Work instructions> Everything from the line that contains "the window frame" through the last line of the listing must be copied exactly, with both of those lines included and no others.
[[ Material to process, beginning ]]
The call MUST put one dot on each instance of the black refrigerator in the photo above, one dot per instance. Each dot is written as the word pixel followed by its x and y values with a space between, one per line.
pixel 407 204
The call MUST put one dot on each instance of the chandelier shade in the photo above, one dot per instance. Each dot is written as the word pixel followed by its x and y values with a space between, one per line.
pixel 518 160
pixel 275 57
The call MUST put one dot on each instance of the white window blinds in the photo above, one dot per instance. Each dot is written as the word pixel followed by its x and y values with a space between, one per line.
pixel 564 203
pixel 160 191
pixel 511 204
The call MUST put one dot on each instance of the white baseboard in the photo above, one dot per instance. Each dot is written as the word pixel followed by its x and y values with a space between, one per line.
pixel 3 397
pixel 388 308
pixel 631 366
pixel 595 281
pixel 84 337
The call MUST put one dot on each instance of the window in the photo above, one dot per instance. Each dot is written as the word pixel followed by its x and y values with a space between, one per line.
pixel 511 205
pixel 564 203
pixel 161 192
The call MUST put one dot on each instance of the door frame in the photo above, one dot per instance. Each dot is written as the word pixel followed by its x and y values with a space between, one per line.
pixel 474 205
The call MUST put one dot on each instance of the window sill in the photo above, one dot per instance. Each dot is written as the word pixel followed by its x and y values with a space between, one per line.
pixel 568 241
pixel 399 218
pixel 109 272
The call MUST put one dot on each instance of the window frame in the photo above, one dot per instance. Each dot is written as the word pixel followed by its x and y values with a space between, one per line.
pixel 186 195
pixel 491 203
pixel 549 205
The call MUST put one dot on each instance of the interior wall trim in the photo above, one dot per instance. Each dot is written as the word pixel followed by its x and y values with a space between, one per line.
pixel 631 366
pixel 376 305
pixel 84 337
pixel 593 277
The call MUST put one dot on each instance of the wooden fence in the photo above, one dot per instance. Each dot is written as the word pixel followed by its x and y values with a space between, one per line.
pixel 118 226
[[ Material to process, end ]]
Solution>
The call MUST put one dot on each instance of the window frame in the photo above, one dot per instance. Each dot is written as the word pixel followed by its x and y values with a space between, one per line.
pixel 186 195
pixel 491 203
pixel 549 205
The call MUST put one dot on each instance of the interior wall trim in the photo above, one dot per instance. Each dot is written as the word pixel followed by its x and y values with a space between, one per line.
pixel 631 366
pixel 376 305
pixel 84 337
pixel 593 277
The call MUST put one dot on each instance of the wooden fence in the photo above, one dot per instance. Each dot is written as the word pixel followed by its x and y values with a space between, one per line.
pixel 118 226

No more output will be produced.